What the exercise asks ::
Across the entries below, how many lines contain the word "each"? Give the number alone.

Given data ::

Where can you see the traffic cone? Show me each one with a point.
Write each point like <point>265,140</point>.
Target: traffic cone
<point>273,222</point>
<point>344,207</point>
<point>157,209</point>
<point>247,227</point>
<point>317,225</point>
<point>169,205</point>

Result of this exercise ::
2